Raw material:
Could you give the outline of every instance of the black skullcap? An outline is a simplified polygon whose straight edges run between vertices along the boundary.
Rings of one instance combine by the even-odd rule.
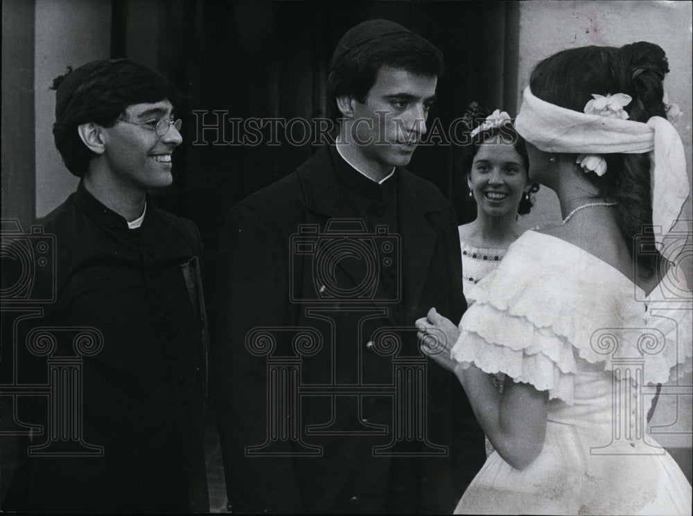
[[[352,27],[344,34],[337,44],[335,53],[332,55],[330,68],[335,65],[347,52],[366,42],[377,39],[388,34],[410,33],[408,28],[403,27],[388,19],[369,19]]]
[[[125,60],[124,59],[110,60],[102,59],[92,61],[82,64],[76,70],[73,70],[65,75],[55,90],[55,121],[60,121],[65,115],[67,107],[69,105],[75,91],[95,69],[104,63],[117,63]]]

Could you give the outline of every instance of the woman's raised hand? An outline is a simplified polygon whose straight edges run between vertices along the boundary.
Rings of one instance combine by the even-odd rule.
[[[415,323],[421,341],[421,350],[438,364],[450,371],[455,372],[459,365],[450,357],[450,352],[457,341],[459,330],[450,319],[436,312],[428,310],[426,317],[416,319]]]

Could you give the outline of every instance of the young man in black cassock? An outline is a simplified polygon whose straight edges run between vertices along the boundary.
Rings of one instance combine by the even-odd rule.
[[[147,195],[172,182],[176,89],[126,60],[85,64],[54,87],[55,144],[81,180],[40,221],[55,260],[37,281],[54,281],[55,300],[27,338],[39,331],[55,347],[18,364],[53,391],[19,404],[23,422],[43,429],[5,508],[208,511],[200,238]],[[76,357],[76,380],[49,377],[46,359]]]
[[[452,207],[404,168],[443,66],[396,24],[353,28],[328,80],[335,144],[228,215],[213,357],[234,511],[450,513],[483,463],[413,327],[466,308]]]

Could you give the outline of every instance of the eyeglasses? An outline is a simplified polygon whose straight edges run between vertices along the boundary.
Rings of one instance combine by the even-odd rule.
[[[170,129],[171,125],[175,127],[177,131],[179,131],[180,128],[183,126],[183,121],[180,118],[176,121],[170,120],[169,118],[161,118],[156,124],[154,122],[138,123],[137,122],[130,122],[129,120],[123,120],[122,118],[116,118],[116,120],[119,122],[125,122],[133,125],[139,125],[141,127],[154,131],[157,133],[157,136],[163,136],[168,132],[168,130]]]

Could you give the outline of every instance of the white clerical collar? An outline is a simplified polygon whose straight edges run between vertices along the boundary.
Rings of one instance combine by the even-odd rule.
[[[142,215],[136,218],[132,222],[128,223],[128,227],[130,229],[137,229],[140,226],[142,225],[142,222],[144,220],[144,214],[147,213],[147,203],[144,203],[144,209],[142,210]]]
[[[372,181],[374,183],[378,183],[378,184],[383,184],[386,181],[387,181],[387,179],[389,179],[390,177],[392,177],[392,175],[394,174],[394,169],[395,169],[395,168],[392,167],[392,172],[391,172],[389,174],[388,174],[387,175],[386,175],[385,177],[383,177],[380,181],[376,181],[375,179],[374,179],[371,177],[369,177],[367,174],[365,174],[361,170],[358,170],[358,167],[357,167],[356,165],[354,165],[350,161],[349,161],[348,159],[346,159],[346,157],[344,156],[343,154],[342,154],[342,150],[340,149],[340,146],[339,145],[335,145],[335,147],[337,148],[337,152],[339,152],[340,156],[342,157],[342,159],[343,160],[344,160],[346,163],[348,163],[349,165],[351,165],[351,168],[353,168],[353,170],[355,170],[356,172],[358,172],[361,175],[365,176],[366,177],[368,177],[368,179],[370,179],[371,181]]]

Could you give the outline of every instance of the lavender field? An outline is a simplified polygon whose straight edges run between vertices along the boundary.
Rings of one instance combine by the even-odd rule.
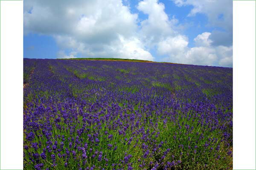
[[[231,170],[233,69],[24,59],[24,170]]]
...
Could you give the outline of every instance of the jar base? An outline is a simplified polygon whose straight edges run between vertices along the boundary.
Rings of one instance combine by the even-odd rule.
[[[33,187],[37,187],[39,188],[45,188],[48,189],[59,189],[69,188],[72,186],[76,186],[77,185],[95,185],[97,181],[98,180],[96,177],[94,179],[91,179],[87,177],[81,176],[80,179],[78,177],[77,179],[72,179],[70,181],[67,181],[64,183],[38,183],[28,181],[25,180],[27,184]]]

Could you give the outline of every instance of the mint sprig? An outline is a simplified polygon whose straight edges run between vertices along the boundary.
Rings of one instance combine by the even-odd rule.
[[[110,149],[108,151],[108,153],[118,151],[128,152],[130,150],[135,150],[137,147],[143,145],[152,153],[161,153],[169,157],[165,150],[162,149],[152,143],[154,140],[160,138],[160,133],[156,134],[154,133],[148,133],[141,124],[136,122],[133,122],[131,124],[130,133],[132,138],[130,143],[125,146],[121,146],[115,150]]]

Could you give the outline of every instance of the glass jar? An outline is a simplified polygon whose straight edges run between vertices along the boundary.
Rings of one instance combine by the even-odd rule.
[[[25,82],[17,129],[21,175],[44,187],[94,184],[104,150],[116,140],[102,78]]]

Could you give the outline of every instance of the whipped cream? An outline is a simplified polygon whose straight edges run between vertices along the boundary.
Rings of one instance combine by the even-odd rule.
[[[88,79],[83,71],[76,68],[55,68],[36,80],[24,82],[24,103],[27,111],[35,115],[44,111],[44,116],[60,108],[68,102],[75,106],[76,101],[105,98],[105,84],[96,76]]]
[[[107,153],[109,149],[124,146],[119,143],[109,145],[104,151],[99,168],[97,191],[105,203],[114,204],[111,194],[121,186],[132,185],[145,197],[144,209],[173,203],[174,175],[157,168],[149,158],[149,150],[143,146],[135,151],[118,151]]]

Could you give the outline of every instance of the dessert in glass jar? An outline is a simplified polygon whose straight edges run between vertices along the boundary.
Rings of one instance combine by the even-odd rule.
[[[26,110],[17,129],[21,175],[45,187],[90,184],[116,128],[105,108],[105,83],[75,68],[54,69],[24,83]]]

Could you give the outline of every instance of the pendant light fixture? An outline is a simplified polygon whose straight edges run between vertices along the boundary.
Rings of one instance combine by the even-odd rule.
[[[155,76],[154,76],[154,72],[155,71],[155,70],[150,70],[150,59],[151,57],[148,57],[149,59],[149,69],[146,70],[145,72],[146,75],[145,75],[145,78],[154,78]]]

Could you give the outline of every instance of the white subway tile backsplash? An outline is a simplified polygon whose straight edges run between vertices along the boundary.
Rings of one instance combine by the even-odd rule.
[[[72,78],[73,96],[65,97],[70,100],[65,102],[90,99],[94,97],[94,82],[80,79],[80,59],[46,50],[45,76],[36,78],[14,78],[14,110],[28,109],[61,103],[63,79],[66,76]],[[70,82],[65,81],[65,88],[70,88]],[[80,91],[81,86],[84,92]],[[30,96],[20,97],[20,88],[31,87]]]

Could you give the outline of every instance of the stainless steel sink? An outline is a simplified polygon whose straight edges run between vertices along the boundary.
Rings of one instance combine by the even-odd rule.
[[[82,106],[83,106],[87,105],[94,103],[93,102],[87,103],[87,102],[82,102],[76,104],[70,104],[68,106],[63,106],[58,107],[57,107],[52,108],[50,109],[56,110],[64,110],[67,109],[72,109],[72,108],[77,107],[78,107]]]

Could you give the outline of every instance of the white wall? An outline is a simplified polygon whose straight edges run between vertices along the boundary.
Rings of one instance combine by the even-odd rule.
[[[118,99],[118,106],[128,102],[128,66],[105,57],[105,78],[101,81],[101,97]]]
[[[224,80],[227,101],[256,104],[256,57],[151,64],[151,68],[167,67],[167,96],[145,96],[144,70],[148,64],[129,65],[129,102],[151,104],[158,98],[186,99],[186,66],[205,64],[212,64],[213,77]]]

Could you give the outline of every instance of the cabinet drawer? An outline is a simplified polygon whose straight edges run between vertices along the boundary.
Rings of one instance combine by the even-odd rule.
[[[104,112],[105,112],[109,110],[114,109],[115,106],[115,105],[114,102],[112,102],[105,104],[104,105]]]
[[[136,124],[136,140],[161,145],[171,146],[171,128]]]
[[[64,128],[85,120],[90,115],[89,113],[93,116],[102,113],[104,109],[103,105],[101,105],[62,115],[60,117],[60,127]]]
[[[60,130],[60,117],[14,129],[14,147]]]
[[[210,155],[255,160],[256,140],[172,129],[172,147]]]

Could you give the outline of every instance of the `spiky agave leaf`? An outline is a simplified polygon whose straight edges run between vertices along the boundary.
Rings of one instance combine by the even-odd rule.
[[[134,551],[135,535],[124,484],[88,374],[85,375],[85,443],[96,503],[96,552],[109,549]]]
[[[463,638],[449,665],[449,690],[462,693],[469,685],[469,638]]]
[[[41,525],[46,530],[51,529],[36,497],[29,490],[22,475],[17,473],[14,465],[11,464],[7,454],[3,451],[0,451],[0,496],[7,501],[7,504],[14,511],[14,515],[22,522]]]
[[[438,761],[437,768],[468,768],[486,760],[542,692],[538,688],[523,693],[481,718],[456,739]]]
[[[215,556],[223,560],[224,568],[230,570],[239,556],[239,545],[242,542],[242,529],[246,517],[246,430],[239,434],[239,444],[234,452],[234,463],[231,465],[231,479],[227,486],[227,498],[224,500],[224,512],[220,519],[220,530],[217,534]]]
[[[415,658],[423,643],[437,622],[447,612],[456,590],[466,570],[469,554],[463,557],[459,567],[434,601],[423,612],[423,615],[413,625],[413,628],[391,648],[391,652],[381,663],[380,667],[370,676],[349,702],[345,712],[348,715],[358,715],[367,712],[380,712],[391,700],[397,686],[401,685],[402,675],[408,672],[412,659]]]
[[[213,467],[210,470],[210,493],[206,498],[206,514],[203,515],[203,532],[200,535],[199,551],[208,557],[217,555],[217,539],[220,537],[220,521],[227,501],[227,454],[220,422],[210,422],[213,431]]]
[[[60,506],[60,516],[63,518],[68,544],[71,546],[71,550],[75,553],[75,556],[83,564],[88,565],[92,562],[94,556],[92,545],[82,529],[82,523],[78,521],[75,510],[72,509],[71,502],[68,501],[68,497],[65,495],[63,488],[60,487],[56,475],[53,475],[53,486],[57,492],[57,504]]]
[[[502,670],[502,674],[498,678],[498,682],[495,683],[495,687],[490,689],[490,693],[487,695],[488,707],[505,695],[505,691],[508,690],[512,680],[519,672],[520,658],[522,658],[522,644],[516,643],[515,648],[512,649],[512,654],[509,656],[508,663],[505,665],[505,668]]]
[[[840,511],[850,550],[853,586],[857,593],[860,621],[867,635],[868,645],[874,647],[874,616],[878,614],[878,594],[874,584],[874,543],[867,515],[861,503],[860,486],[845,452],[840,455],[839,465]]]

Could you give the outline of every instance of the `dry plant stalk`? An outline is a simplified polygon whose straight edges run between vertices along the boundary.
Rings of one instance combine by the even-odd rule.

REQUEST: Return every line of the material above that contains the string "eyeglasses".

SOLUTION FOR THIS PROBLEM:
Could you give the outline of every instance of the eyeglasses? An outline is a simplified polygon whose straight edges run between vertices along the boundary.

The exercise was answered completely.